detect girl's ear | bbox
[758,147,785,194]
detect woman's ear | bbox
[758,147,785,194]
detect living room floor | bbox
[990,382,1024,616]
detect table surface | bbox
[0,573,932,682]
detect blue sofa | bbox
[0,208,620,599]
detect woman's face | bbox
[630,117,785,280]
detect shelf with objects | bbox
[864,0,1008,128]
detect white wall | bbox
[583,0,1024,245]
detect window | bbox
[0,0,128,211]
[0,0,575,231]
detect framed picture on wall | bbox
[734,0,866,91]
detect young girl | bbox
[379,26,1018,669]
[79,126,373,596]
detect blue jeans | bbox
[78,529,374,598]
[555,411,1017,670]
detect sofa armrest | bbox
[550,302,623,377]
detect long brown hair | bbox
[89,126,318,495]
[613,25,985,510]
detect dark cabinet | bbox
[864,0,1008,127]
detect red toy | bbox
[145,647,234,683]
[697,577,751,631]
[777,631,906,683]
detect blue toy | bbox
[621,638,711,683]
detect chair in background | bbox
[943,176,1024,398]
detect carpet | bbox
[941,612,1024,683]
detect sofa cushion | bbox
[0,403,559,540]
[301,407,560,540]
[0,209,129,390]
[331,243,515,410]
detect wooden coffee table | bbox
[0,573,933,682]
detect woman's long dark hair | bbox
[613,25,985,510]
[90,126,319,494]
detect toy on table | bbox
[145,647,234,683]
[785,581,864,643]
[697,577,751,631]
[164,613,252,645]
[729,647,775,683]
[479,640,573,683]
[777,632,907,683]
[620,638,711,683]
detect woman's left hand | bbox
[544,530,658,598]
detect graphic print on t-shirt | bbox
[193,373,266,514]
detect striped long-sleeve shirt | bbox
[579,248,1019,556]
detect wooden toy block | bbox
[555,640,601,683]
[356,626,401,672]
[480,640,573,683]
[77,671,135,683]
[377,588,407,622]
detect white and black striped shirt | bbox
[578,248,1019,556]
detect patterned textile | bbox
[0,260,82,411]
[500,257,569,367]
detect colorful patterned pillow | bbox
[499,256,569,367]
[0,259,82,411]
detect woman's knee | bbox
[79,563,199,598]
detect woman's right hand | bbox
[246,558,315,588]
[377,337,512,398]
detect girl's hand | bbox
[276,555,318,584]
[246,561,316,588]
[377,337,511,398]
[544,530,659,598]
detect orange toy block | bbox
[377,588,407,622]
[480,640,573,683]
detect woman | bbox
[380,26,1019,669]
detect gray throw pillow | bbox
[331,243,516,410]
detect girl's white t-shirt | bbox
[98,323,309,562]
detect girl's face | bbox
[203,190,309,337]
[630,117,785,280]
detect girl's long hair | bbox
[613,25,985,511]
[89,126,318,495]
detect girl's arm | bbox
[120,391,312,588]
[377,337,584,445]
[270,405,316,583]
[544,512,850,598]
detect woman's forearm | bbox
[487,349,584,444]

########

= Problem =
Can you copy out the stretch of material above, from the line containing "detect girl's arm | bbox" through the end of the material, keeping every line but offsetting each bounding-box coordinate by 111?

= Full answer =
detect girl's arm | bbox
[231,502,423,699]
[488,448,695,556]
[381,516,427,694]
[655,623,961,709]
detect woman's forearm | bbox
[598,460,695,555]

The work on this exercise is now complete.